▶ Required work
The records below need retyping in full; give them again exactly.

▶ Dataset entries

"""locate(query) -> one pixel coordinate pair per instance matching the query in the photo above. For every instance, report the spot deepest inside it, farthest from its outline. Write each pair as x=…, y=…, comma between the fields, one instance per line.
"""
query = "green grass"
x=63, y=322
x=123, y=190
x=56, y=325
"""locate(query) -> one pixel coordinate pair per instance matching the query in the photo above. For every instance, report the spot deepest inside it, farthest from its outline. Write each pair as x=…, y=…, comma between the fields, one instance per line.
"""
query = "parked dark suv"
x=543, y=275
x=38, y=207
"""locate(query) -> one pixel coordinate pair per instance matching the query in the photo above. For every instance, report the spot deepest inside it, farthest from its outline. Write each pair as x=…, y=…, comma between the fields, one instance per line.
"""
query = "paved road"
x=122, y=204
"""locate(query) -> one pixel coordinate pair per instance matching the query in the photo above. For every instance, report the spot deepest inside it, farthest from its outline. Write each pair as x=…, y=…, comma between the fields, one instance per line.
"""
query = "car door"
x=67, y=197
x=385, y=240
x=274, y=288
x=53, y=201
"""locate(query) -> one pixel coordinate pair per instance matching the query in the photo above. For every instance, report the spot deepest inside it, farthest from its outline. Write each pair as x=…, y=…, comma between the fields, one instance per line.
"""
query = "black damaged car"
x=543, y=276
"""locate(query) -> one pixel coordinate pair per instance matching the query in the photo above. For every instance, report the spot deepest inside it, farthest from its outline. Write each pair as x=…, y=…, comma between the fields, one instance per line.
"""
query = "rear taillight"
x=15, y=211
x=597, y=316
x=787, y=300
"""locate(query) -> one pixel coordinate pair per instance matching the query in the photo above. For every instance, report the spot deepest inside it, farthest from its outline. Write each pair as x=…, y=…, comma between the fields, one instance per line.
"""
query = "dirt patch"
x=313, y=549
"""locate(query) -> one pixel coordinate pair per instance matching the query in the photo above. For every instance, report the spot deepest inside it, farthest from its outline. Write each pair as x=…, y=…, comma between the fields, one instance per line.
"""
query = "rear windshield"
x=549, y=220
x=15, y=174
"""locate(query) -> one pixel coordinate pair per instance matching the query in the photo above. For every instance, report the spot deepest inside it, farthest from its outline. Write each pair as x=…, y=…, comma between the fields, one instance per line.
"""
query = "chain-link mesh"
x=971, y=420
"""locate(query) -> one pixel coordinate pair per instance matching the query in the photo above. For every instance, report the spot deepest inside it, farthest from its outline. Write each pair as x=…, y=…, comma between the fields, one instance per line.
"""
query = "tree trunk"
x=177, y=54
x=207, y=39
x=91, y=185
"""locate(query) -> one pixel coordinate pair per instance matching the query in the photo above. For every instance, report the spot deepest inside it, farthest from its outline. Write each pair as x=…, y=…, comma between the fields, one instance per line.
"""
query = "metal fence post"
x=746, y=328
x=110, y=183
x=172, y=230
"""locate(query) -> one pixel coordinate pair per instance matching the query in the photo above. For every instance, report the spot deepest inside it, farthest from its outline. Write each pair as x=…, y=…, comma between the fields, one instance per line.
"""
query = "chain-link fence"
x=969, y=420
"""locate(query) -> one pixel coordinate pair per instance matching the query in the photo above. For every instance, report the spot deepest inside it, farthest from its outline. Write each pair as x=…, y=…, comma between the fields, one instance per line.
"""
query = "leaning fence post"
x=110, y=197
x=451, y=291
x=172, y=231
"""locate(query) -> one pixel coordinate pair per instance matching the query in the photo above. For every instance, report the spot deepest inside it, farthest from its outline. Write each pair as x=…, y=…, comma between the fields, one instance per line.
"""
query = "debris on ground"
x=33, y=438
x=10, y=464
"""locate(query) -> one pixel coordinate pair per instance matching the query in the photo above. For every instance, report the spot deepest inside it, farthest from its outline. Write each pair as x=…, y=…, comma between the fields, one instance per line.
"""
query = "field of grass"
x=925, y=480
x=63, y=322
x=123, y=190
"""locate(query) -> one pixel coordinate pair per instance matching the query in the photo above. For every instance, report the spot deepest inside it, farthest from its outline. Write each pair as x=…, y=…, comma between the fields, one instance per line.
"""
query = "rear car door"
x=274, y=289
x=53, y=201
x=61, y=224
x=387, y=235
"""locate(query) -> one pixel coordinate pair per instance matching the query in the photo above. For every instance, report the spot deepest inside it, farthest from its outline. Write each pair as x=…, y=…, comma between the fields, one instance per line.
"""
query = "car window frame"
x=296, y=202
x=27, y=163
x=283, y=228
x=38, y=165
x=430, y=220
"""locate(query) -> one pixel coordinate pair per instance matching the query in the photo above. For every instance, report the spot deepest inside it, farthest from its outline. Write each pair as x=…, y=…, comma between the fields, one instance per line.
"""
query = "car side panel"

▶ Written response
"""locate(query) -> one pixel coordinate pair per instance matching the query in the photo above. For every instance, report the spot deepest inside it, farthest from its outline. Write each pair as x=…, y=…, comma between the fields, one instance per line.
"""
query = "green grass"
x=63, y=322
x=123, y=190
x=56, y=325
"""locate(query) -> one pixel coordinate pair per instance matching the query in the photo above. For every instance, report the spot deepest inside it, farthest from its outline. Write each pair as x=…, y=…, comma between the fields, one instance per line.
"""
query = "parked dark suv"
x=543, y=275
x=38, y=207
"""locate(query) -> one pixel coordinate pair per instance matching the query in the photo above. For every instance, report the spot deepest inside it, farthest from its outline. Write each pair as x=…, y=…, comma between the fields, one instance per line.
"""
query = "paved road"
x=122, y=204
"""locate(query) -> one pixel coordinate pair per instance matching the query in the photo above. For every instance, report the spot deepest inside it, farthest from its outline. Write each pair as x=…, y=…, comma between the fields, one instance per line.
"""
query = "car door"
x=67, y=197
x=385, y=240
x=274, y=288
x=53, y=201
"""locate(query) -> one pixel coordinate pair per instance matching the query in the photo above. For every instance, report the spot deepest inside it, farthest from its outline. Write each pair as x=…, y=…, comma between the fields, one instance per line.
"""
query = "black damaged car"
x=543, y=276
"""locate(query) -> one pixel coordinate pair per instance matching the query in the photo above. For every instance, report the spot deepest inside it, farthest from its outline. Write each pair as x=…, y=…, comma between the fields, one instance per line.
"""
query = "rear taillight"
x=15, y=211
x=597, y=316
x=787, y=300
"""locate(query) -> one pixel coordinate pair per instance matching the query in the photo above. For every instance, report the spot deepest inside it, farthest from its outline. Write each pair as x=…, y=…, comma between the fields, one instance per line.
"""
query = "dirt patch"
x=313, y=549
"""locate(query) -> one pixel coordinate pair per instance matching the query in the photo above. For every instance, report the spot deepest inside it, farthest from its outline. Write each pair as x=…, y=…, comma between the fields, one instance per line.
"""
query = "rear windshield"
x=549, y=220
x=15, y=174
"""locate(query) -> one pixel coordinate pair per instance matching the query in the photo above. For every instance, report the spot deepest inside it, farthest from its outline. Write each pair as x=…, y=…, comma between the fields, one instance per line.
"""
query = "chain-link mesh"
x=971, y=420
"""locate(query) -> one pixel coordinate pair per instance matching the query in the photo above. For every instance, report the spot deepest inside it, farthest from its outline. Write each pair as x=…, y=…, comma between the fields, one instance per line.
"""
query = "tree trunk"
x=177, y=54
x=207, y=39
x=91, y=185
"""locate(query) -> one pixel coordinate pair per instance matching the query in the photo above. For every instance, report the spot deepest inside it, farthest from its outline. Write each pair as x=…, y=…, comma between the fields, one instance per line.
"""
query = "metal fence post"
x=746, y=328
x=110, y=183
x=172, y=230
"""locate(query) -> one pixel coordinate pair per instance matching the query in the photo above. For every instance, report the spot deepest inside it, farthest from its outline. Write each pair as x=…, y=…, comma between the fields, one instance per line.
"""
query = "chain-link fence"
x=969, y=420
"""locate(query) -> one pixel coordinate pair per instance matching the query in the photo above. For every instance, report the spot deepest inside it, farthest from its outline. Write each pair as x=…, y=…, comma between the fields, one instance per line.
"""
query = "leaning fence post"
x=110, y=197
x=451, y=291
x=172, y=231
"""locate(query) -> one pixel coordinate pair per instance matching the query in the photo above. For every instance, report the spot deepest inside it, farthest from its outline. Write each pair as x=…, y=…, comma between the fields, one instance per line.
"""
query = "debris on ground"
x=33, y=438
x=10, y=464
"""locate(query) -> one pixel coordinate pair per instance matching the query in the photo above. For every instance, report the spot deepest inside it, farthest from its outline. Write each pair as x=…, y=…, comma between the fields, one instance per line.
"""
query = "field of grass"
x=925, y=480
x=63, y=322
x=123, y=190
"""locate(query) -> one pixel coordinate pair per instance matching the query in the photo above. For every instance, report the spot deepest inside it, farthest from its outline. Write each pair as x=…, y=…, comma between the fields, one instance per line.
"""
query = "rear car door"
x=274, y=289
x=53, y=201
x=61, y=224
x=387, y=235
"""locate(query) -> one pixel coordinate pair per instance matching the query in the photo above. For every instance, report the spot deepest inside it, farthest from its outline. Write each pair as x=…, y=…, comma between the fields, one instance per line.
"""
query = "car window frame"
x=296, y=202
x=27, y=163
x=283, y=228
x=38, y=165
x=430, y=220
"""locate(query) -> one pixel coordinate pair per instance matching the query in the photo above. For every instance, report the spot deepest inside it, farthest from its outline. Write each pair as x=…, y=…, comma between the fields, one instance per line.
"""
query = "car side panel"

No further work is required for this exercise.